[EXTRAIT SOURCE]
┄┄┄┄┄┄┄┄┄┄
Le 14 avril, le corps de Kalkreuth, destiné à former l'investissement sur la rive gauche, s'établit provisoirement autour de la place. Il occupait les positions suivantes : La droite, composée de onze bataillons et de dix escadrons autrichiens, s'étendait sur les hauteurs depuis le Rhin jusqu'en avant de Wintersheim; douze bataillons et dix-sept escadrons prussiens, formant le centre, campaient près de Marienborn; les gardes couvraient en troisième ligne le quartier-général établi dans ce village; la gauche, forte de dix bataillons, campait sur une seule ligne entre Dreis et le Rhin. Le corps du général Schonfeld, fort de dix-neuf. bataillons et dix-sept escadrons, conserva ses positions devant Cassel. Lorsque tout fut disposé pour le siége, le roi de Prusse .vint en persone camper sur les hauteurs de Marienborn, au nord-ouest de Mayence.
┄┄┄┄┄┄┄┄┄┄
[OBJECTIF FIXÉ A]
Recopiez à l'identique l'intégralité de l'extrait sur le siège de Mayence.
┄┄┄┄┄┄┄┄┄┄
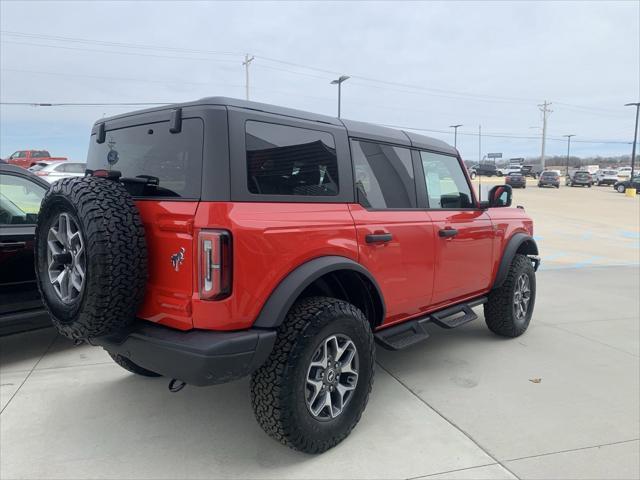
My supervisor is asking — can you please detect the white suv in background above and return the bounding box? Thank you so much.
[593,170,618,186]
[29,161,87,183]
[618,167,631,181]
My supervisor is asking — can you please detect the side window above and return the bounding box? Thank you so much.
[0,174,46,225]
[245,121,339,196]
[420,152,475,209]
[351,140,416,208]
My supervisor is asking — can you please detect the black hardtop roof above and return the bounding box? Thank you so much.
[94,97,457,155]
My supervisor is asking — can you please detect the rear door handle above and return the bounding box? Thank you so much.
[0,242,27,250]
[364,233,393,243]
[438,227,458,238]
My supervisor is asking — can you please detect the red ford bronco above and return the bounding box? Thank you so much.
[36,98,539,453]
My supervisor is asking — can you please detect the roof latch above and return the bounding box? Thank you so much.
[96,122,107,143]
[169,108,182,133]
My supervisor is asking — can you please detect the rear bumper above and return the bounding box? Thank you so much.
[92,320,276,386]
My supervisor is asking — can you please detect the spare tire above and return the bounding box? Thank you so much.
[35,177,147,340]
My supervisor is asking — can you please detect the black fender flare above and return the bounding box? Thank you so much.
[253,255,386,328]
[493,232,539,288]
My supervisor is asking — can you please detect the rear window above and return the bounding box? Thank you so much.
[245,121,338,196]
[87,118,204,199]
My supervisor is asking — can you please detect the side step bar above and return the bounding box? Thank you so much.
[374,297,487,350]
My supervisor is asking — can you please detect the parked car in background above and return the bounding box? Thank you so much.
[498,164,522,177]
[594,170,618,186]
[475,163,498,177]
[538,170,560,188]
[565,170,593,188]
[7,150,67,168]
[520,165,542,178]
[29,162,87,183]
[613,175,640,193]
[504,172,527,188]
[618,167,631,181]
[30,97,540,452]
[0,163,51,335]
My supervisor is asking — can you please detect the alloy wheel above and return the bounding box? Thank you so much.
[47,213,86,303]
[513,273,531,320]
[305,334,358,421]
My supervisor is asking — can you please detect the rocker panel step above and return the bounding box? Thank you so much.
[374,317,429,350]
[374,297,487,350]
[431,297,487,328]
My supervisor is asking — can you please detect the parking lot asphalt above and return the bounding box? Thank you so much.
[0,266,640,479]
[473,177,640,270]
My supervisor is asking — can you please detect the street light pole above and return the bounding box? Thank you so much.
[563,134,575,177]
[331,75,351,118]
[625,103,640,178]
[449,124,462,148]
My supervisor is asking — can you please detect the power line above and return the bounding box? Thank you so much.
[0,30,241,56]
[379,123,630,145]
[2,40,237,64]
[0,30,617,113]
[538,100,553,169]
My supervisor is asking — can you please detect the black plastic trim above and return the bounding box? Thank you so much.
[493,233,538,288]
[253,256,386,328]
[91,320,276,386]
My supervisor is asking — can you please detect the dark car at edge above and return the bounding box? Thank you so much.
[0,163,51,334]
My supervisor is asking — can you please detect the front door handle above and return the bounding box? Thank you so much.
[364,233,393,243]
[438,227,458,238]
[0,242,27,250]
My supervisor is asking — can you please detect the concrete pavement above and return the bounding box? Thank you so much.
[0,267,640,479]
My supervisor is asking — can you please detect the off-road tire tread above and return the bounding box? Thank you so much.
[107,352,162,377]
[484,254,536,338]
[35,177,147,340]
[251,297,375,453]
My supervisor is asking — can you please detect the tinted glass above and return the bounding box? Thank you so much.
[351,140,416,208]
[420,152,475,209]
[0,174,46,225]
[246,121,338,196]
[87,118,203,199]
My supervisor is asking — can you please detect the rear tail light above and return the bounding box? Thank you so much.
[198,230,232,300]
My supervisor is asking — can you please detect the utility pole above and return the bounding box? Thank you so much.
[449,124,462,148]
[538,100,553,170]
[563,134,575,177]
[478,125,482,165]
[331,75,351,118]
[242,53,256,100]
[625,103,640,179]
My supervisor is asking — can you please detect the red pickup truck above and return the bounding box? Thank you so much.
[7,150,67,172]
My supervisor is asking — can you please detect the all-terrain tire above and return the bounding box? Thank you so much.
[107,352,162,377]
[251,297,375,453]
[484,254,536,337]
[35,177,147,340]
┄┄┄┄┄┄┄┄┄┄
[OBJECTIF FIXÉ B]
Comptez les lignes des enregistrements qui contiennent le mot « step », en tenant compte de la casse, puis donnez uniquement ce nombre.

[RÉPONSE FINALE A]
Le 14 avril, le corps de Kalkreuth, destiné à former l'investissement sur la rive gauche, s'établit provisoirement autour de la place. Il occupait les positions suivantes : La droite, composée de onze bataillons et de dix escadrons autrichiens, s'étendait sur les hauteurs depuis le Rhin jusqu'en avant de Wintersheim; douze bataillons et dix-sept escadrons prussiens, formant le centre, campaient près de Marienborn; les gardes couvraient en troisième ligne le quartier-général établi dans ce village; la gauche, forte de dix bataillons, campait sur une seule ligne entre Dreis et le Rhin. Le corps du général Schonfeld, fort de dix-neuf. bataillons et dix-sept escadrons, conserva ses positions devant Cassel. Lorsque tout fut disposé pour le siége, le roi de Prusse .vint en persone camper sur les hauteurs de Marienborn, au nord-ouest de Mayence.

[RÉPONSE FINALE B]
2